#### Entries shown ####

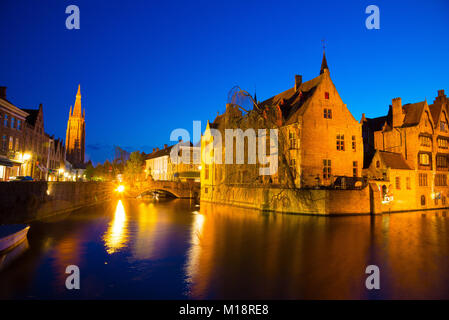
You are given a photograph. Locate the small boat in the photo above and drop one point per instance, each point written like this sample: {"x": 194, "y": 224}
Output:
{"x": 12, "y": 235}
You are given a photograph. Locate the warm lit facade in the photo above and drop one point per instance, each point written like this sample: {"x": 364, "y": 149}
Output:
{"x": 320, "y": 142}
{"x": 76, "y": 133}
{"x": 158, "y": 164}
{"x": 12, "y": 121}
{"x": 419, "y": 134}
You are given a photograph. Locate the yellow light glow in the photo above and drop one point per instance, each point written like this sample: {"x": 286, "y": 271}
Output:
{"x": 116, "y": 237}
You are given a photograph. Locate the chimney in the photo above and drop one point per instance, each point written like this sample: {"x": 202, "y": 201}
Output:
{"x": 298, "y": 81}
{"x": 3, "y": 92}
{"x": 398, "y": 116}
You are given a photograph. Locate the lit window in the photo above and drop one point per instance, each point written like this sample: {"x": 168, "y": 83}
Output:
{"x": 423, "y": 179}
{"x": 354, "y": 168}
{"x": 442, "y": 161}
{"x": 424, "y": 159}
{"x": 440, "y": 180}
{"x": 443, "y": 143}
{"x": 340, "y": 142}
{"x": 327, "y": 169}
{"x": 11, "y": 143}
{"x": 425, "y": 141}
{"x": 423, "y": 200}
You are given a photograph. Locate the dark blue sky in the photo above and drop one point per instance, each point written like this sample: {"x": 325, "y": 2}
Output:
{"x": 148, "y": 67}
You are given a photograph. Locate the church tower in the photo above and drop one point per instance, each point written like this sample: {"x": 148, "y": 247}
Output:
{"x": 76, "y": 135}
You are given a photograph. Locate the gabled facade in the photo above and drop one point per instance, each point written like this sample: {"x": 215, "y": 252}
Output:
{"x": 419, "y": 133}
{"x": 319, "y": 139}
{"x": 76, "y": 133}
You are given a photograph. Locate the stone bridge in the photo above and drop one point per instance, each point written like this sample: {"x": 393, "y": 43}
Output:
{"x": 177, "y": 189}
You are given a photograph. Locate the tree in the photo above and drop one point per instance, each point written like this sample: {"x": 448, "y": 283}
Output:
{"x": 134, "y": 167}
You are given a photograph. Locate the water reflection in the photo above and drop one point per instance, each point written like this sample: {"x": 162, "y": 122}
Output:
{"x": 196, "y": 240}
{"x": 174, "y": 250}
{"x": 116, "y": 236}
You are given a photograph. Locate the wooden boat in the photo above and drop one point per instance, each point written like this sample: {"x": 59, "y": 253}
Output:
{"x": 12, "y": 235}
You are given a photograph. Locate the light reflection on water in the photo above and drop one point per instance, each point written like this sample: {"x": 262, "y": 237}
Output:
{"x": 175, "y": 250}
{"x": 117, "y": 235}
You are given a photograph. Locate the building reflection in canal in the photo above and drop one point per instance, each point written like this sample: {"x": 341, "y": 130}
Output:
{"x": 174, "y": 250}
{"x": 116, "y": 236}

####

Repeat each entry exactly. Pictures do not belong in the copy.

Result of the exercise =>
You are given a photograph. Locate the small boat in the photo above and drop one point per instance, each point written like this sample: {"x": 194, "y": 224}
Output:
{"x": 12, "y": 235}
You are given a photograph. Locate the warm lit facade in the photo above and drop one point per instance, each point written like this sample: {"x": 364, "y": 149}
Output:
{"x": 320, "y": 142}
{"x": 76, "y": 133}
{"x": 158, "y": 164}
{"x": 12, "y": 121}
{"x": 419, "y": 134}
You are given a photograph. Locate the yellow light glow in the photo above and drop one point per instance, each point written like this sample: {"x": 286, "y": 271}
Output:
{"x": 116, "y": 237}
You are given a photograph. Locate the chimney in the photo above and drop one point per instance, each point written like this sample: {"x": 202, "y": 201}
Output:
{"x": 298, "y": 81}
{"x": 3, "y": 92}
{"x": 398, "y": 116}
You are given a photograph. Locate the lit window in the photo above and drop one point per instance, each point written like this sample: {"x": 168, "y": 83}
Output:
{"x": 423, "y": 179}
{"x": 354, "y": 168}
{"x": 442, "y": 161}
{"x": 424, "y": 159}
{"x": 440, "y": 180}
{"x": 443, "y": 143}
{"x": 340, "y": 142}
{"x": 327, "y": 169}
{"x": 11, "y": 143}
{"x": 425, "y": 141}
{"x": 423, "y": 200}
You are given a photograph. Locate the dark blue sky in the photo above and drop one point per instance, each point written like this sample: {"x": 325, "y": 2}
Output:
{"x": 148, "y": 67}
You are given a photograph. Locate the church tower in the photo above and drop one point per instance, each point written like this sample: {"x": 148, "y": 247}
Output:
{"x": 76, "y": 135}
You are given a photograph. Locate the gabled facade in the photo above and drop one point per instance, each point written like this sample: {"x": 215, "y": 252}
Output:
{"x": 419, "y": 133}
{"x": 319, "y": 139}
{"x": 76, "y": 133}
You are given a photograph. Locate the stone bridge in the photo above and drop one point per instance, each point written like this sample: {"x": 393, "y": 43}
Output:
{"x": 177, "y": 189}
You are given a photograph. Locate the tree in the photo above and drop one point per instance, each point written like this sample: {"x": 448, "y": 283}
Output:
{"x": 134, "y": 167}
You are given a photograph. Locate the water reflection in the photo above and drop one point per instance, each point written like this sample: {"x": 162, "y": 122}
Output:
{"x": 196, "y": 240}
{"x": 174, "y": 250}
{"x": 116, "y": 236}
You are given a photograph. Locate the wooden boat in the photo above and drop one point per instance, each point written like this sample: {"x": 59, "y": 253}
Output:
{"x": 12, "y": 235}
You are given a photograph. Locate the light reflection on water in the photo above and drop one point per instance, each point written like this sample: {"x": 262, "y": 237}
Output:
{"x": 175, "y": 250}
{"x": 117, "y": 235}
You are given a photograph. Locate the building reflection in canal in the photo above and drop one point per instance, each point written like this sample: {"x": 341, "y": 130}
Output:
{"x": 174, "y": 250}
{"x": 116, "y": 236}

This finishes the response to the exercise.